#### Data supplied ####

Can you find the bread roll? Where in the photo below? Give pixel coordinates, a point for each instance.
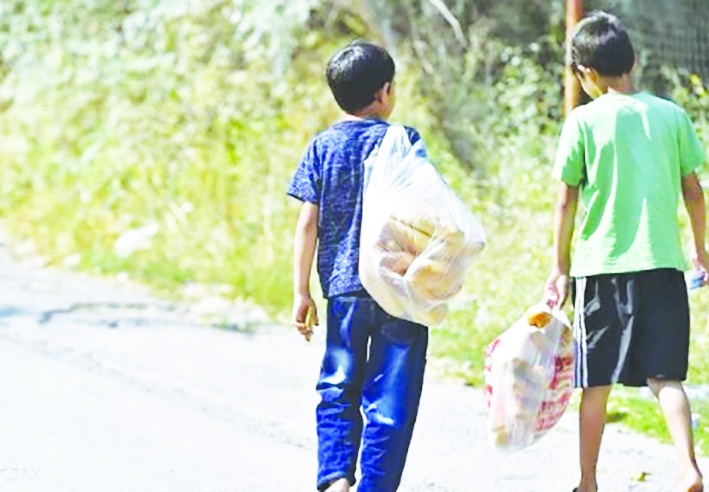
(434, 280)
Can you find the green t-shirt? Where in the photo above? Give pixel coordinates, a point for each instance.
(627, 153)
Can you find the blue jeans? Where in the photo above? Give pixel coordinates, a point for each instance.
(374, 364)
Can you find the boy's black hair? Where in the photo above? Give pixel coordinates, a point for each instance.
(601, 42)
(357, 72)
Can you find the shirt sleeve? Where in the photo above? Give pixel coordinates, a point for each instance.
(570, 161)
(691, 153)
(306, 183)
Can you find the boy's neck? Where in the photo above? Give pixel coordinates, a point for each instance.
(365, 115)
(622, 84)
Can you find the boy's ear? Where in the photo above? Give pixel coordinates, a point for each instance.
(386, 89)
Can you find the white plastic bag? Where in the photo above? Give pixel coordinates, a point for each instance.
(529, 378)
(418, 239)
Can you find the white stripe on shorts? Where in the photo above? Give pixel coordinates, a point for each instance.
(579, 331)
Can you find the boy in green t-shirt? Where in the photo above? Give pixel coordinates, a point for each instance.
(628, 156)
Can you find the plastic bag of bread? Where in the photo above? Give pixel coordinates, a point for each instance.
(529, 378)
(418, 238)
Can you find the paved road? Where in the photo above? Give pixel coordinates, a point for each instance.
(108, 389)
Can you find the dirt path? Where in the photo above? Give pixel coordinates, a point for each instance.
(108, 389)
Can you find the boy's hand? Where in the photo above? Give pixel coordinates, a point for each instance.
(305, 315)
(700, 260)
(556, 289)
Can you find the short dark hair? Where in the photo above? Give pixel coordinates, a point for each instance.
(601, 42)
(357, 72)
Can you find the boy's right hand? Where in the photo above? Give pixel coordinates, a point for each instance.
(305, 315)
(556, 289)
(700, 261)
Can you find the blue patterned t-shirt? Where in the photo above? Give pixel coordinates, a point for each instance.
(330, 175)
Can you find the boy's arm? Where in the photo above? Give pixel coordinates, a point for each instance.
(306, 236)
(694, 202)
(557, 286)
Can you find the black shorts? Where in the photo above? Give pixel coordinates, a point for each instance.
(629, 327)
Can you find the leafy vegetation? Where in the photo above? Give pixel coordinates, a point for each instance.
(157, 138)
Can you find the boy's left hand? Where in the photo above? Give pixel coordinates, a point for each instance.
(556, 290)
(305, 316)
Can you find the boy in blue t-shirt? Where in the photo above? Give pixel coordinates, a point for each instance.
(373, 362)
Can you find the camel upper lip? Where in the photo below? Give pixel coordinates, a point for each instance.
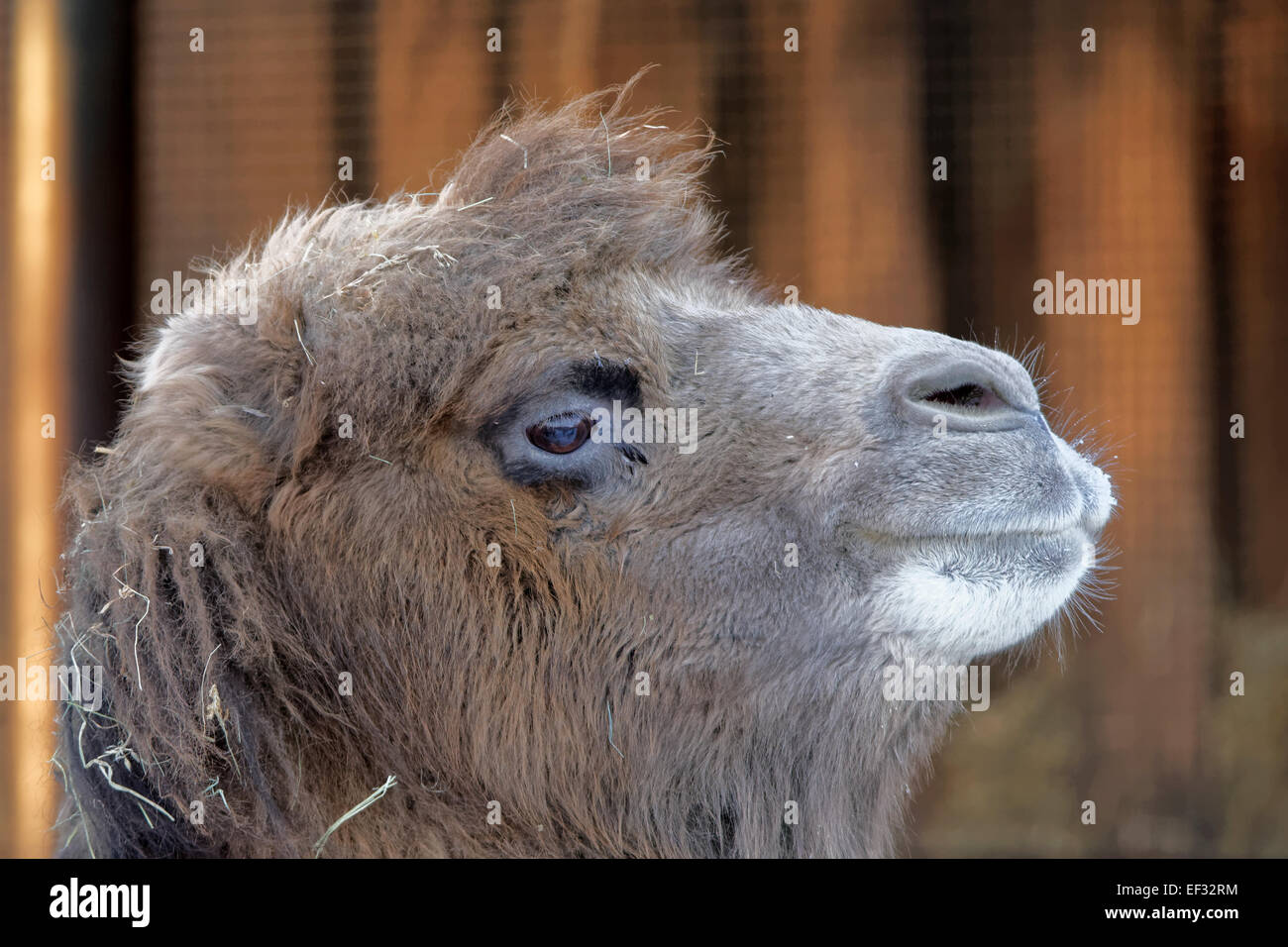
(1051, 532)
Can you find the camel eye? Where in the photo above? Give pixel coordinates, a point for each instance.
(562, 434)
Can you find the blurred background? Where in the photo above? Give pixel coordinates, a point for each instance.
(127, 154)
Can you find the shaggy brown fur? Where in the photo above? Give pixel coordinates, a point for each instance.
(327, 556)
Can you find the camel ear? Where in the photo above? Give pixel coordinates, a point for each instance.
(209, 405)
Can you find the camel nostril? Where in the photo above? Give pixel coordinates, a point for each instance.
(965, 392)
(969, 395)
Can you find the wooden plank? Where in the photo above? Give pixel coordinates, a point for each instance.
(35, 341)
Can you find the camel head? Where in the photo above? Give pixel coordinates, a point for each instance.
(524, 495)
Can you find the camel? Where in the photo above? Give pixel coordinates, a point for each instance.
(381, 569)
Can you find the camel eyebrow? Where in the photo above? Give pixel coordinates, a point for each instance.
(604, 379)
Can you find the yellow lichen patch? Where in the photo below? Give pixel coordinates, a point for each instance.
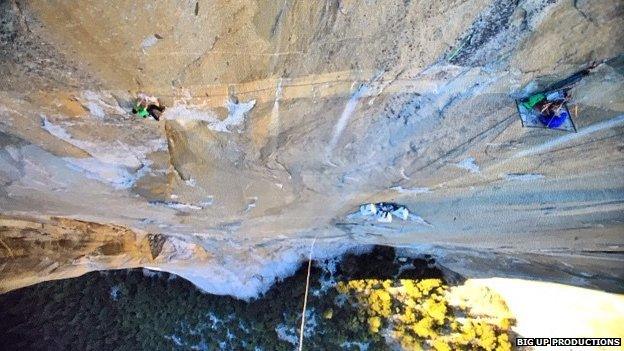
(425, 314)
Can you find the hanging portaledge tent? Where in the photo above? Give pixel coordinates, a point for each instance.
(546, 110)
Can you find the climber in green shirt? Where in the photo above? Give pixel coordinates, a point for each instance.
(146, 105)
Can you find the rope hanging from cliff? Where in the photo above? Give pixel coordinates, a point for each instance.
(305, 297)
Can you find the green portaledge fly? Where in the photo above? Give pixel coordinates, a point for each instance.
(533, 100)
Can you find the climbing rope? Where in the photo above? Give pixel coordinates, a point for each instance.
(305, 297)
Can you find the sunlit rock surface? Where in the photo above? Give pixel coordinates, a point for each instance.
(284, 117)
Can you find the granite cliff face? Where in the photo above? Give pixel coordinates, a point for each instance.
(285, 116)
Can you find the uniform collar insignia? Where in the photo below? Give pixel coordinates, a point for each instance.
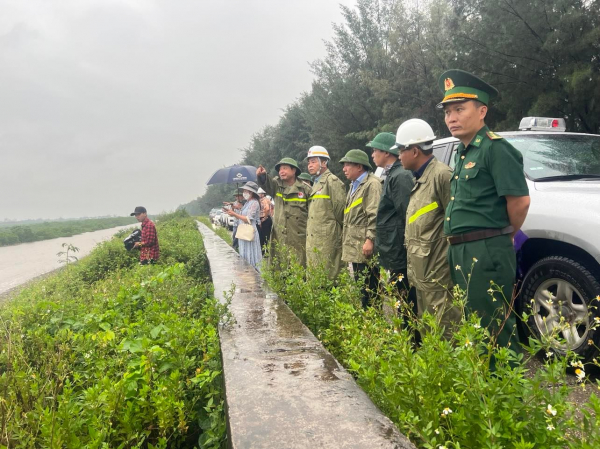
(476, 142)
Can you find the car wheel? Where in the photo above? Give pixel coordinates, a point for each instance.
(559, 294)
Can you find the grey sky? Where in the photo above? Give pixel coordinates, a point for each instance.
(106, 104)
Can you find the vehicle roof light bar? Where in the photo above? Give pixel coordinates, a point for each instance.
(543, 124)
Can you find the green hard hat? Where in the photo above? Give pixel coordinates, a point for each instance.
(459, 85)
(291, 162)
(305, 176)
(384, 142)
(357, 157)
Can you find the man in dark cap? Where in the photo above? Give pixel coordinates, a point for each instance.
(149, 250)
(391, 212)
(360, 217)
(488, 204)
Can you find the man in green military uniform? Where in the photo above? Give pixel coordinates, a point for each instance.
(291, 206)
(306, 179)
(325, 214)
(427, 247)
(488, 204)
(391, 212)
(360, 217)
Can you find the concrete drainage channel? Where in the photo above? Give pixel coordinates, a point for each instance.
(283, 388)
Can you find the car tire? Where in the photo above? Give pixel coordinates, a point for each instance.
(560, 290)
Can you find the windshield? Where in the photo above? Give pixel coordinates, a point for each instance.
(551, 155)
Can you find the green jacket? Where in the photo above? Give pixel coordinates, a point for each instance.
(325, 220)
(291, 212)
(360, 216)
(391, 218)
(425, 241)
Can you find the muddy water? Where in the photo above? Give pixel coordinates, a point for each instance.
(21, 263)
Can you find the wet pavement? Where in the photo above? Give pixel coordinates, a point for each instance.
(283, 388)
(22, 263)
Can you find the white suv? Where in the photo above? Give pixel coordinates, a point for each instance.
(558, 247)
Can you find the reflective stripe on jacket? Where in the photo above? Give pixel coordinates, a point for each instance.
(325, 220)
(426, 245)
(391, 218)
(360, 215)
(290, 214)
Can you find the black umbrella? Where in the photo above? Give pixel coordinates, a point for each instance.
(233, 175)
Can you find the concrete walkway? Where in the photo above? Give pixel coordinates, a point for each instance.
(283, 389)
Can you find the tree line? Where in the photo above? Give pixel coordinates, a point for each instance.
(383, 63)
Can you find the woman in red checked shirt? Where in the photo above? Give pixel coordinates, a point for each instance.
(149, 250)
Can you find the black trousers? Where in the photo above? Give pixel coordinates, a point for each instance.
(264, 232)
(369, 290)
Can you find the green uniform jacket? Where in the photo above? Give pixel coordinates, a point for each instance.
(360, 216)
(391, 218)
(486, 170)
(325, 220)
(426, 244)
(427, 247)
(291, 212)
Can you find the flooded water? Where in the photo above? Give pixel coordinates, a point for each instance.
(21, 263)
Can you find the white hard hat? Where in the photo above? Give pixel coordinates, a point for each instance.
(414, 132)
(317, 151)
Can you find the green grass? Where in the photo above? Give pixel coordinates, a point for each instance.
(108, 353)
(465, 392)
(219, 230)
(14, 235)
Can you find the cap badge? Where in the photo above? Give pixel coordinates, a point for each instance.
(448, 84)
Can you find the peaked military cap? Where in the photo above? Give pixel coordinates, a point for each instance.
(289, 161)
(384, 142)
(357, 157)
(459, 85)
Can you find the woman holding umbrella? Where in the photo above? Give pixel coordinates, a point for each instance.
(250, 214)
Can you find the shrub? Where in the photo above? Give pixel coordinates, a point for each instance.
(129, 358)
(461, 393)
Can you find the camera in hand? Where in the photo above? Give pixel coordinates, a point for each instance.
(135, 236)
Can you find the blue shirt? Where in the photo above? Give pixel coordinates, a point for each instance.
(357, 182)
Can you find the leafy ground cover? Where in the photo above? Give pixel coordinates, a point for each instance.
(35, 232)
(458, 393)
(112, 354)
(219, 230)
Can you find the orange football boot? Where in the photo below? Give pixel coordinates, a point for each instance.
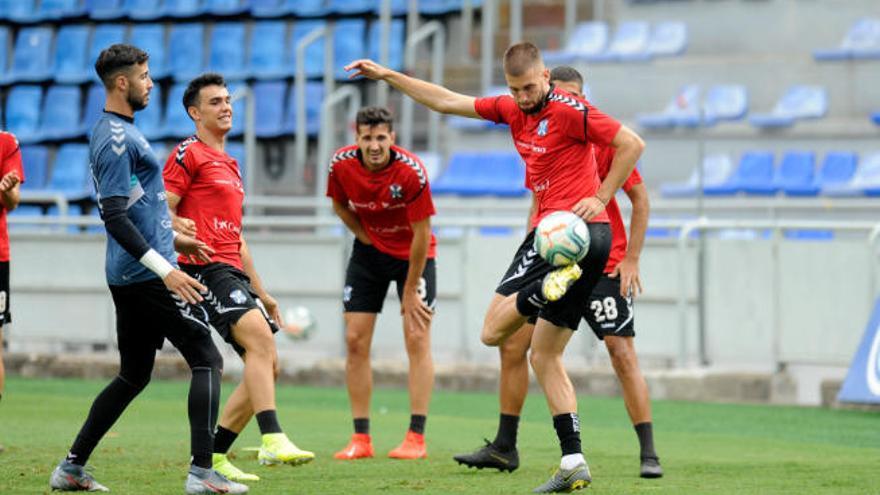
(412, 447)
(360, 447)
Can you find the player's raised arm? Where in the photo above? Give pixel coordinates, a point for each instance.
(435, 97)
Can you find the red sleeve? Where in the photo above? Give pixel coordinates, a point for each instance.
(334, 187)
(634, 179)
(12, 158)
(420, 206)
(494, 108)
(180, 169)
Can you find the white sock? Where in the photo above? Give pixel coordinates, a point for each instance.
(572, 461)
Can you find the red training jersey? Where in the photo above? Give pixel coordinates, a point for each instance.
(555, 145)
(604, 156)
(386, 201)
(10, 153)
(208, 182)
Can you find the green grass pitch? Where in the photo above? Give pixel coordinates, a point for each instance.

####

Exercise instructions: With the line that contains "Can you find the white sock?" as the start, output every line through the end of the entries exactly. Add no other lines.

Exercise response:
Can you find the white sock? Where in the photo above? Give pixel coordinates, a point for each instance.
(572, 461)
Can you find the red training jersey? Where in the photo above? Give pixel coordinates, a point for each instance.
(555, 145)
(604, 156)
(386, 201)
(10, 153)
(208, 182)
Can you find the green grass pitch? Where in the photo above? Give pixel coordinates, a point for each instance.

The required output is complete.